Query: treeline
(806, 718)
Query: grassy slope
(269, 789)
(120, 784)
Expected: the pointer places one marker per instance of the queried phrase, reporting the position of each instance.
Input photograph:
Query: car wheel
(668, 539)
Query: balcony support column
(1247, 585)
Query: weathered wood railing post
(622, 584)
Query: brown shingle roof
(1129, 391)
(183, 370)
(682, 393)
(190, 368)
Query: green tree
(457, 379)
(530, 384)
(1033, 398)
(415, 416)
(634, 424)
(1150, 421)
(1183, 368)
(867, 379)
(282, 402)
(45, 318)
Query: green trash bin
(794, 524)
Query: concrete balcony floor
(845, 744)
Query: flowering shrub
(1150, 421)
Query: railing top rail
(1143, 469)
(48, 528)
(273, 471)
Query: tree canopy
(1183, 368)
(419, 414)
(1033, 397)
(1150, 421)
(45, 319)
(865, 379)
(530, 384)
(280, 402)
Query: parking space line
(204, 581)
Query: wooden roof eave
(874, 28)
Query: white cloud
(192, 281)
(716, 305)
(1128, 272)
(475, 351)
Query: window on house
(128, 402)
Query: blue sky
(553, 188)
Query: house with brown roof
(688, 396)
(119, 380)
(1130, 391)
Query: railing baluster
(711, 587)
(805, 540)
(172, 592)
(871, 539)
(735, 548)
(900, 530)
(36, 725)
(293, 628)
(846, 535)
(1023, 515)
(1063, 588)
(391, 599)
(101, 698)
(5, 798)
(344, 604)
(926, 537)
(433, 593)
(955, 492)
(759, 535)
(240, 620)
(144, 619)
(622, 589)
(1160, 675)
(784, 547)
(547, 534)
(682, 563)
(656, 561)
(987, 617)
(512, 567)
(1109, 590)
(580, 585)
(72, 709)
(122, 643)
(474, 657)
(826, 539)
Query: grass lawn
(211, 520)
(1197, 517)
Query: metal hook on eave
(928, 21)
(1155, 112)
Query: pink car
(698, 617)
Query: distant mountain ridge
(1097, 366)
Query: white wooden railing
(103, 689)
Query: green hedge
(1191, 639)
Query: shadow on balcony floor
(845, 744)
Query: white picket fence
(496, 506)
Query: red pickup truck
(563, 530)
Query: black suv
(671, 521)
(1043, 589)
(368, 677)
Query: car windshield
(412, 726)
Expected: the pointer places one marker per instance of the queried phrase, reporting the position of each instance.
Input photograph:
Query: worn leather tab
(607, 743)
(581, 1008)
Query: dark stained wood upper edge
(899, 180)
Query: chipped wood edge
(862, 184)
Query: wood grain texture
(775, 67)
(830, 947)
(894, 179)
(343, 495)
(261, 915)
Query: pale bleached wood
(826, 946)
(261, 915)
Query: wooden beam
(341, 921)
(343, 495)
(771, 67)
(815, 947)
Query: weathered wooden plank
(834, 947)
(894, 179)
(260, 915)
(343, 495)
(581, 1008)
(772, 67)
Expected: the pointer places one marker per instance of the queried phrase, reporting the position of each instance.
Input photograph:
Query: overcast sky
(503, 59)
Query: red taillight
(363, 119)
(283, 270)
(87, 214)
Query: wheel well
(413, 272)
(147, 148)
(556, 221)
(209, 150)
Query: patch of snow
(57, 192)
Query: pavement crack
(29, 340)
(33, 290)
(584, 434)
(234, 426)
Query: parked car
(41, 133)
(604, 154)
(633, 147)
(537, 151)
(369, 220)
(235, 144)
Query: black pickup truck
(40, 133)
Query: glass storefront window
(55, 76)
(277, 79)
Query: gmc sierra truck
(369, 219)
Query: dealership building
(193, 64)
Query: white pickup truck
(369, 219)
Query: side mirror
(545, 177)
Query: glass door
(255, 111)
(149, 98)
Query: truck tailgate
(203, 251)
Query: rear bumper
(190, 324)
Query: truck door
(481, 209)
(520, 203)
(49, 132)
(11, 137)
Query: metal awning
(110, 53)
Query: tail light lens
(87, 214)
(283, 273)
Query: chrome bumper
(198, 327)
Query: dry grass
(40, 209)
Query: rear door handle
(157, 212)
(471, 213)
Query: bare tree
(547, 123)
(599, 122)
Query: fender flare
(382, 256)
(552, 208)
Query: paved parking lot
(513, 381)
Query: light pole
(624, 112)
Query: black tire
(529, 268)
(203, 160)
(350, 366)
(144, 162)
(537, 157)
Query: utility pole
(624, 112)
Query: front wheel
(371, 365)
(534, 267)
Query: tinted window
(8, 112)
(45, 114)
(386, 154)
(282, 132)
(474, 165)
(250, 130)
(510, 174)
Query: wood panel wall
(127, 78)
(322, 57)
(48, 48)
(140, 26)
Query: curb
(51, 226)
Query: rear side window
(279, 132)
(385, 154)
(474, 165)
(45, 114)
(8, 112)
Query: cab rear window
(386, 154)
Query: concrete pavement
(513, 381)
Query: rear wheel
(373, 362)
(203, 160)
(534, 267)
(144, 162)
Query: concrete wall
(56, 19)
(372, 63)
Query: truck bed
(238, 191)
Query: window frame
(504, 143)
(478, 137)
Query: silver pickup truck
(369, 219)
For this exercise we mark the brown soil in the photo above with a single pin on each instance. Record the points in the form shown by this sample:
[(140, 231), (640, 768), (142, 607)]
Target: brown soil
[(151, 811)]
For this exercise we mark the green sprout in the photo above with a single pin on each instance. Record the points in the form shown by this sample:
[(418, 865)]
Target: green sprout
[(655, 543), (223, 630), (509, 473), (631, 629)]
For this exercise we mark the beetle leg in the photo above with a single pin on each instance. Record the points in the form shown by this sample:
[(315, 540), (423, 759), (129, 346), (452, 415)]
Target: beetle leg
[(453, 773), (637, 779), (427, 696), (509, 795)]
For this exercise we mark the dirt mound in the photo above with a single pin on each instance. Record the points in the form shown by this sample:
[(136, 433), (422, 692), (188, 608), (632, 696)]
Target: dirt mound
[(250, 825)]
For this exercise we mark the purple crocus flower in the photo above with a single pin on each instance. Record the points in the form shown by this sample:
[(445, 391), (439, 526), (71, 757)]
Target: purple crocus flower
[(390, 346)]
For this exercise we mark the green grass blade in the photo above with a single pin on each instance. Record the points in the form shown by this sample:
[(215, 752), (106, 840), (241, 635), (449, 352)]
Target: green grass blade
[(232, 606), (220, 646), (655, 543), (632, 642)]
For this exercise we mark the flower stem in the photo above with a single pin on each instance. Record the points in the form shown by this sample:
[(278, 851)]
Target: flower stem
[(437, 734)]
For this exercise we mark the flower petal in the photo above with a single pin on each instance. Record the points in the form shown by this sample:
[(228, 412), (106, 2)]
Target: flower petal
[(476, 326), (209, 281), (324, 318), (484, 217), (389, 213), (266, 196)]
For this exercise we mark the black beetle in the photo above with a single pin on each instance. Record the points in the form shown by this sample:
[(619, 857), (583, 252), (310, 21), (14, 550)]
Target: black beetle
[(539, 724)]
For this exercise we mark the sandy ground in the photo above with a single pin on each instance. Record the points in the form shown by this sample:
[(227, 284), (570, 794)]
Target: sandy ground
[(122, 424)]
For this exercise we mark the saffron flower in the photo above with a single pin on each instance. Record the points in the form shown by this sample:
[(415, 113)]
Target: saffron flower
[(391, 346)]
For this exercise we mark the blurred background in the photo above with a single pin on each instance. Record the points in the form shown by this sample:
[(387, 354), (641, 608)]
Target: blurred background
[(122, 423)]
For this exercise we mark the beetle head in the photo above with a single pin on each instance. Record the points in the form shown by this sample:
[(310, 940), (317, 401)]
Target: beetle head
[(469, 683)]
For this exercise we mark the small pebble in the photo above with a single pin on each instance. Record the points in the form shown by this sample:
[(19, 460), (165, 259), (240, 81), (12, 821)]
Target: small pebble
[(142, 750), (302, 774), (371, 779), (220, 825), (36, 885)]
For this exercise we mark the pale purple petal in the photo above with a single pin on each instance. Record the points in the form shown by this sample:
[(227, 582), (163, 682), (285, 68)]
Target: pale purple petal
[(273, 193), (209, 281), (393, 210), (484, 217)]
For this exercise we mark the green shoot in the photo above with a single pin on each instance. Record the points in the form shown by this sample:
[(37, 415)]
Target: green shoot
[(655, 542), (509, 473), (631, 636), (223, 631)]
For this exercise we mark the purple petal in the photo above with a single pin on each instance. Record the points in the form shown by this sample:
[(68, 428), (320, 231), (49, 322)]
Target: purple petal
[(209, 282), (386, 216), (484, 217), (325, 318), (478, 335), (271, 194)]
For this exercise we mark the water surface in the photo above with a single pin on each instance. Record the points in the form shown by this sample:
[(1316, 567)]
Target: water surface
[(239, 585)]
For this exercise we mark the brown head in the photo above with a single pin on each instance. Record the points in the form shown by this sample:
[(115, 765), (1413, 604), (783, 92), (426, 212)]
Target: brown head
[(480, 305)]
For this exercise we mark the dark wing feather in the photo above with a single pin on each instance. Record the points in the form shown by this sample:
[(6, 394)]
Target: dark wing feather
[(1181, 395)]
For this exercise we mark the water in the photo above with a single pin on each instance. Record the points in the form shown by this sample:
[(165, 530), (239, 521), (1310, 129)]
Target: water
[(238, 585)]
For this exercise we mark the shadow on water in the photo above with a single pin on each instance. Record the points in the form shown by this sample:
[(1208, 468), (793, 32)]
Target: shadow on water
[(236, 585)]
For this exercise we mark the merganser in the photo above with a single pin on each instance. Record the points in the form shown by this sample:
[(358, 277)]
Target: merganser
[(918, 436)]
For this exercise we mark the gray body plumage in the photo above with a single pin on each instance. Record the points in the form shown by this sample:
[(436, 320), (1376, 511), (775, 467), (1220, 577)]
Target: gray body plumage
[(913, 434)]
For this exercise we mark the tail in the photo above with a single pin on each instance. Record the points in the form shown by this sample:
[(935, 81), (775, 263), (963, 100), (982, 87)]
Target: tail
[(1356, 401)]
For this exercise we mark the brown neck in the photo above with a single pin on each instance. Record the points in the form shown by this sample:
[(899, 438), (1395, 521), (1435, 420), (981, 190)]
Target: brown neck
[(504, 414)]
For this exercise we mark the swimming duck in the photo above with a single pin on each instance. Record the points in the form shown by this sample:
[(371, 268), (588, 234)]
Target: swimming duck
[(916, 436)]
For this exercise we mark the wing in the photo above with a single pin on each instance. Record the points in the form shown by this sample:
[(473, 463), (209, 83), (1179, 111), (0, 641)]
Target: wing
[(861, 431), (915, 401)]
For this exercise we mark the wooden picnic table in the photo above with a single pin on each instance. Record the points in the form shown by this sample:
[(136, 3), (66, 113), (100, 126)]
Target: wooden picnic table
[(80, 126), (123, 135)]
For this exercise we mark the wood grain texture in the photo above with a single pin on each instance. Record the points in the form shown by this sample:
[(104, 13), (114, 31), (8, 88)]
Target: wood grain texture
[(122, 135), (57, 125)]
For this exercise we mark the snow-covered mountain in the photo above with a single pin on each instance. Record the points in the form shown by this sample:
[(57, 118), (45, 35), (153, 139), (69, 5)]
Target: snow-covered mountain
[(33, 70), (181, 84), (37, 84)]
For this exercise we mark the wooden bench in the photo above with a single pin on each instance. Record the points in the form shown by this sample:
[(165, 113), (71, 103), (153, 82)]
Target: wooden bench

**YOUR GOAL**
Which lines of the data contain the word "bench"? Copy each one.

**ANSWER BELOW**
For this exercise we mark the wooden bench in the photo above with a single pin on each instance. Record the points in the form shown by this sample:
Target: wooden bench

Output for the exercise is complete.